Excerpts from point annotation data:

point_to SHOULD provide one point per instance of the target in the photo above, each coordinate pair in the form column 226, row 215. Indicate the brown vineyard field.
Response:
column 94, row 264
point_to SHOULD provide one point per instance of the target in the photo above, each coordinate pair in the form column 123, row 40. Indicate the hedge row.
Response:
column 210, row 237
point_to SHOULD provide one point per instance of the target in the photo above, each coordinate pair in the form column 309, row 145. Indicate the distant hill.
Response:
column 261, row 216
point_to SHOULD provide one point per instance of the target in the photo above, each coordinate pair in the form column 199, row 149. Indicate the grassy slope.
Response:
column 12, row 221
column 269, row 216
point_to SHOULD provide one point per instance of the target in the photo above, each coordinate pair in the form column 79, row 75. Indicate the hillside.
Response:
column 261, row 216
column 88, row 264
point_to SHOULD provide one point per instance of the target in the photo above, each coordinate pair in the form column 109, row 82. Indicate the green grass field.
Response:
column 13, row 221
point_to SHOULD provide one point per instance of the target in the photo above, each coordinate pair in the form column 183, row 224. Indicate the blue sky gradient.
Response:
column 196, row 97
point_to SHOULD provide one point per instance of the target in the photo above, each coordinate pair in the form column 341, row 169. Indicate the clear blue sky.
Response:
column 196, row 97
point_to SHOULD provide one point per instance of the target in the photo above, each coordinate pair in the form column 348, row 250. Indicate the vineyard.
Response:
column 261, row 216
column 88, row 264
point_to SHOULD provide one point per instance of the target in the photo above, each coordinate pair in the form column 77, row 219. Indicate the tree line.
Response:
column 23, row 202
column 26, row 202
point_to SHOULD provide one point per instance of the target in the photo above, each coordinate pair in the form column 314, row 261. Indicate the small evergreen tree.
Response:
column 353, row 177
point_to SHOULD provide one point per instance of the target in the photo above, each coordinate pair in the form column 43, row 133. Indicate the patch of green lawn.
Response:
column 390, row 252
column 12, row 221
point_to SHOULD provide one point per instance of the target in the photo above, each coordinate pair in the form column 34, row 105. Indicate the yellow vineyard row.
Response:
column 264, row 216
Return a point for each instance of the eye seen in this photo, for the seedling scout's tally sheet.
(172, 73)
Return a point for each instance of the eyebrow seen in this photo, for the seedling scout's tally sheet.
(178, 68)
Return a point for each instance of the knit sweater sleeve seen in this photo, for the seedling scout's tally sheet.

--

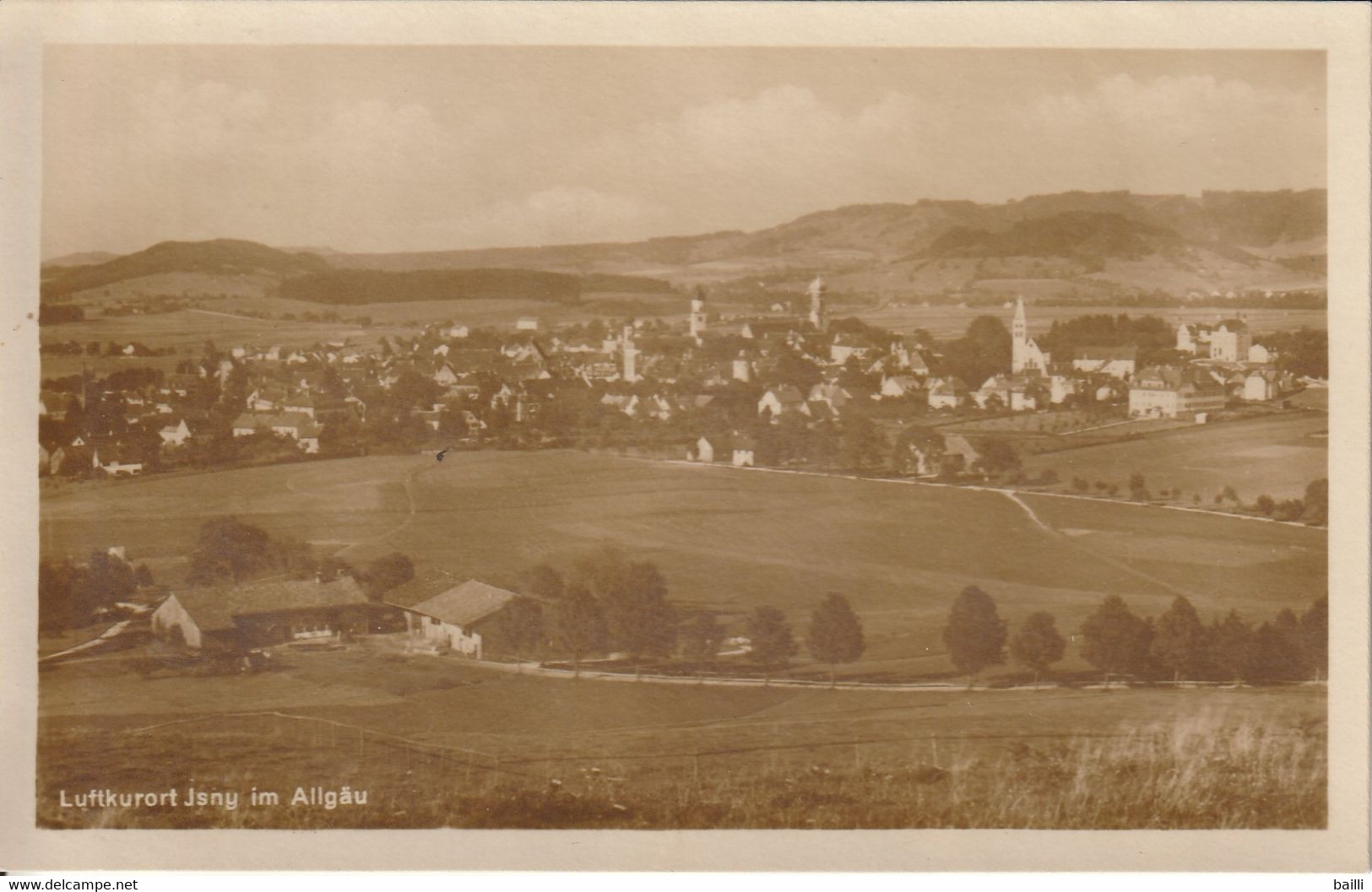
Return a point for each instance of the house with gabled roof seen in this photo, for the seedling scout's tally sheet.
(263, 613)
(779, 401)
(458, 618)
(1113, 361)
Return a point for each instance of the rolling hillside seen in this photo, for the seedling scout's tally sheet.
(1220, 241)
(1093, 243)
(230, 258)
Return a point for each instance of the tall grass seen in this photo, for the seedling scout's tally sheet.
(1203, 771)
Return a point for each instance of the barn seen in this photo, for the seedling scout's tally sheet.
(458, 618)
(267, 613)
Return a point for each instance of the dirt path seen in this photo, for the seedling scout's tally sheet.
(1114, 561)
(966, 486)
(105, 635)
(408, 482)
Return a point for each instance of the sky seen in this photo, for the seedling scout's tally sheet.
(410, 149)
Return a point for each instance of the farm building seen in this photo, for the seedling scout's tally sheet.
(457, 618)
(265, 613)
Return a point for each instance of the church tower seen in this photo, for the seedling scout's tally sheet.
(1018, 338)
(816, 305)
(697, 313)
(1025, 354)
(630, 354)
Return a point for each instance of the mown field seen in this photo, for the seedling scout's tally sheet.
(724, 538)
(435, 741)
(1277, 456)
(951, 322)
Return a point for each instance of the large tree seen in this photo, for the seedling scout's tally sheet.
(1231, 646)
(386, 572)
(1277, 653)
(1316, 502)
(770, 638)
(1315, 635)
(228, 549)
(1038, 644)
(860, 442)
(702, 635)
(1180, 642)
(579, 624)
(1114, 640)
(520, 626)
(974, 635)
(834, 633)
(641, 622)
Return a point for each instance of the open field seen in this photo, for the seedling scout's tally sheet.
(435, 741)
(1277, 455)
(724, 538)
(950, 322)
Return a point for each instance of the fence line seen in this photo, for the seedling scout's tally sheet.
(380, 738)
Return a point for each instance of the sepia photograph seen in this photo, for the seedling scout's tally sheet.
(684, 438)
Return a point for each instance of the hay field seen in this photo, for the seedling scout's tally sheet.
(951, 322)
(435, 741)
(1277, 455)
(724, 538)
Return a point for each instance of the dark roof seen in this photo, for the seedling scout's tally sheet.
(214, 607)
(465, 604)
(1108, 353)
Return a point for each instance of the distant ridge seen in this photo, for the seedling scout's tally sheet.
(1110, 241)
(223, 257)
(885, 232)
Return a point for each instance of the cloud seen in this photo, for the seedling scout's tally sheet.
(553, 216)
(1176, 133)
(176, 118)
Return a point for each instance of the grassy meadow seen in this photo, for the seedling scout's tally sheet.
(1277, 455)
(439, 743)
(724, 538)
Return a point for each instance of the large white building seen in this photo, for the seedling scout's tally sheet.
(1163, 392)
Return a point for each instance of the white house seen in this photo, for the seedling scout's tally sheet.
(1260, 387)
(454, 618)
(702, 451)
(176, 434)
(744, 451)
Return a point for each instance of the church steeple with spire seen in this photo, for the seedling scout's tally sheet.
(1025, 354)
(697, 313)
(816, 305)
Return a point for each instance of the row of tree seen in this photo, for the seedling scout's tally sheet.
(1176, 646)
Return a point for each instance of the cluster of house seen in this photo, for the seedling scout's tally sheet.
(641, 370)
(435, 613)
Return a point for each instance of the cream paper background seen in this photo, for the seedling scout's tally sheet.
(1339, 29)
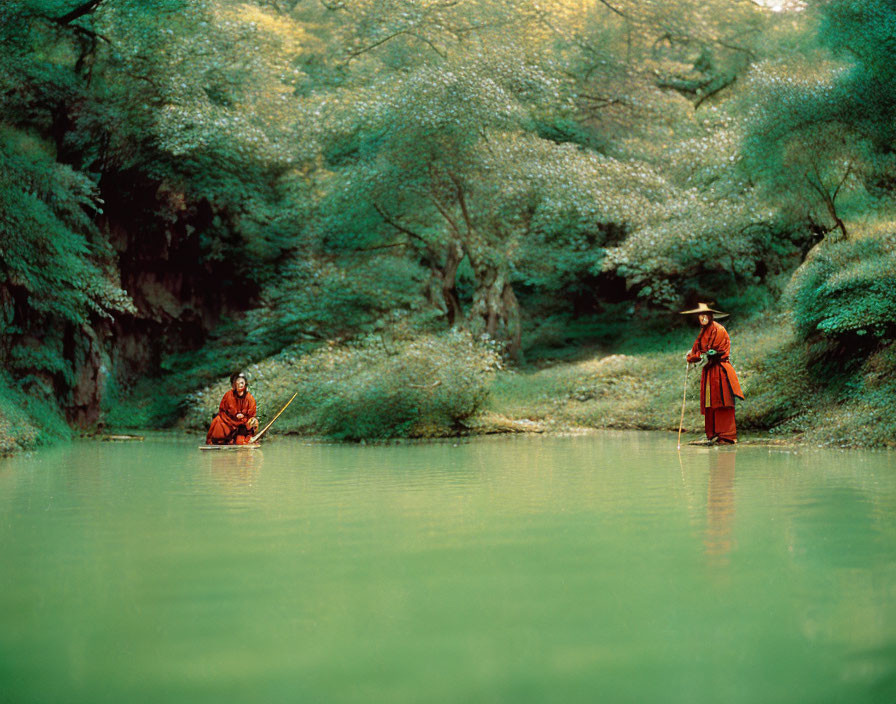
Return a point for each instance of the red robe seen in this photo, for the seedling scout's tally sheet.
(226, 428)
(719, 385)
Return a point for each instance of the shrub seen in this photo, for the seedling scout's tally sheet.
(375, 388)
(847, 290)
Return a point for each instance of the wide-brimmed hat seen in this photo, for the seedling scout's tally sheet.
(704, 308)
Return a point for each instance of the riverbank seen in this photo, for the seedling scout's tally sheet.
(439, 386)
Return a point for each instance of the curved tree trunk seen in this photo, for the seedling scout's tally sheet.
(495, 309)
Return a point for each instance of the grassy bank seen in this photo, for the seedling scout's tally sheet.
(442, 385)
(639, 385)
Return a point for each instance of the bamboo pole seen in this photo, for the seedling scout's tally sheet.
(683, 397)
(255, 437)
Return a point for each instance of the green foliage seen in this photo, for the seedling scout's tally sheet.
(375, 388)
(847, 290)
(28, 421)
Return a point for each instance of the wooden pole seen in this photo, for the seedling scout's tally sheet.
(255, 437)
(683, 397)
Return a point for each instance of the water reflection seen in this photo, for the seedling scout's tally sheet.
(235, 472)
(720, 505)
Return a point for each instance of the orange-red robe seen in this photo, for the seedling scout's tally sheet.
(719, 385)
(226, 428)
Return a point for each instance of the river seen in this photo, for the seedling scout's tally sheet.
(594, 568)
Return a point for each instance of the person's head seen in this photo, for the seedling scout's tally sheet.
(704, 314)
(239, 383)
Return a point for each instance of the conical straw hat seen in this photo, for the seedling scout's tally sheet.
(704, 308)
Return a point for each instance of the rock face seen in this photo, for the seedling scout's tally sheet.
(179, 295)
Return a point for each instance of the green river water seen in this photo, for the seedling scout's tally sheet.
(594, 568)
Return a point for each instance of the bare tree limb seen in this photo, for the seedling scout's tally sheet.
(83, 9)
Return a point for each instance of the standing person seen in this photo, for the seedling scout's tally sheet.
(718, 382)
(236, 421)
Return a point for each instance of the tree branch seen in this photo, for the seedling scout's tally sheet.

---

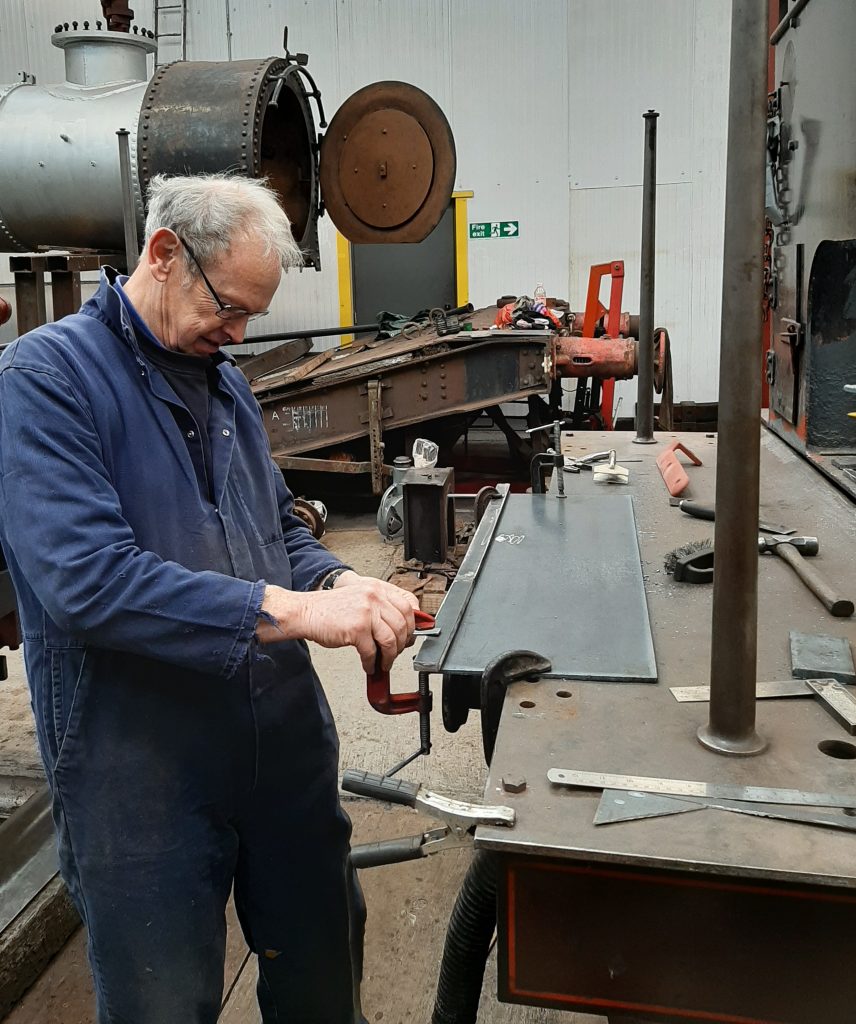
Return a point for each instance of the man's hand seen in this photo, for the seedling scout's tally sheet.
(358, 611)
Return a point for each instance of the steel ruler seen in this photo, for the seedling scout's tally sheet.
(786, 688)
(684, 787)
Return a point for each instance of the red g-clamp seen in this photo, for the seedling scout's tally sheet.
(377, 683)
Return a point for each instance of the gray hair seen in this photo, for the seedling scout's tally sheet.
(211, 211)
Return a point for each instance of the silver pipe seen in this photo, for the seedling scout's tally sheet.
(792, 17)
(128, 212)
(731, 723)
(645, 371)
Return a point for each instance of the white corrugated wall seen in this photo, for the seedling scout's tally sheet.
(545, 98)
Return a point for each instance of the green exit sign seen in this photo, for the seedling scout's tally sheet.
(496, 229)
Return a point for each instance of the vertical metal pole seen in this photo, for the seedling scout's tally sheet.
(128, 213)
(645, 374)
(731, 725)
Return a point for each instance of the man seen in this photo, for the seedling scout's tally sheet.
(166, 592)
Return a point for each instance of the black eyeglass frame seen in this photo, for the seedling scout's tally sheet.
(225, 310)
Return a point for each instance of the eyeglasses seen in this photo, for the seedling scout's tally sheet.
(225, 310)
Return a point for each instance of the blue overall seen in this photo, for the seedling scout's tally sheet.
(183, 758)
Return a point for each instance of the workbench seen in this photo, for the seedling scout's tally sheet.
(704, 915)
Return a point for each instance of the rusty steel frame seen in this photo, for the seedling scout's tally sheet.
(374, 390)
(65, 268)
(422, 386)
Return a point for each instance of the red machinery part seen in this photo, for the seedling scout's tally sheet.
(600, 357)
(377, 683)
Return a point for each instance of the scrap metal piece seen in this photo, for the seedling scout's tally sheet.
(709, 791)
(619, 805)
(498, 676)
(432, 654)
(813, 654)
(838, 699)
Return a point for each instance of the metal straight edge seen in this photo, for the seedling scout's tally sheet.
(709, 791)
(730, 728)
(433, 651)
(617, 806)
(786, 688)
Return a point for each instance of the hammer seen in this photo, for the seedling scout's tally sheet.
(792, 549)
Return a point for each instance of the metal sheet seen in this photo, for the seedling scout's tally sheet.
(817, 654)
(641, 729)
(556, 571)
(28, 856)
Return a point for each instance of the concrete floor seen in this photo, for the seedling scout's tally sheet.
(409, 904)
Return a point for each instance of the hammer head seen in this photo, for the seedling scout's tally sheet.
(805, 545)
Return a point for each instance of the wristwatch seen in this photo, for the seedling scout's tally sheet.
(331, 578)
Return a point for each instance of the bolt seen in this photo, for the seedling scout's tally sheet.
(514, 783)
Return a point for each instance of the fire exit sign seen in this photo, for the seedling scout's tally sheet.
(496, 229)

Set problem: Reproduce verbatim the lines of the material above, from the line with "Return a point for each instance of the open" to the line with "(1176, 646)", including both of those lines.

Answer to the exercise:
Return a point for each instance of the open field seen in this photo, for the seedling scout's tally sheet.
(435, 741)
(1277, 455)
(724, 538)
(950, 322)
Return a point for each instance of the fence line seen in this photo, for the seedling scout's tally sheet.
(380, 738)
Return a point for each instance of the sepia photograph seen in this photo, for the seedling scout's tally sheet.
(684, 438)
Return a point for each instance of the hay field seen in this photo, for the seedling scout's tally sheet.
(951, 322)
(435, 741)
(1277, 455)
(724, 538)
Return a point for each instance of the dark roof seen in this photo, for the seedling scout's tally sheet.
(214, 607)
(465, 604)
(1108, 353)
Return a point for each instance of the distant ridge seen in this photo, for the seedling scout's tally sheet.
(1110, 241)
(223, 257)
(885, 232)
Return a point for each instance of the cloud seen in this photo, for the seedling scout's tally sheet.
(553, 216)
(1176, 133)
(176, 118)
Return a point for each instance of the grassy meadow seen in this photo, for the seedling scout's tally sheet.
(1277, 455)
(439, 743)
(724, 538)
Return a point for each instance of the large white building seen in this photo, for the seedling scout's tally sheet.
(1163, 392)
Return a point for each instance of the white house seen in this photo, for the seedling scout's tally sheet.
(1260, 387)
(454, 618)
(702, 451)
(176, 434)
(744, 451)
Return a point for each instance of the church steeple with spire seen in this photo, for the seedling scout's tally sheet.
(1025, 354)
(697, 313)
(816, 305)
Return a point for each instance of the row of tree seen in this photo, for the seedling scout's tally sheet.
(1176, 646)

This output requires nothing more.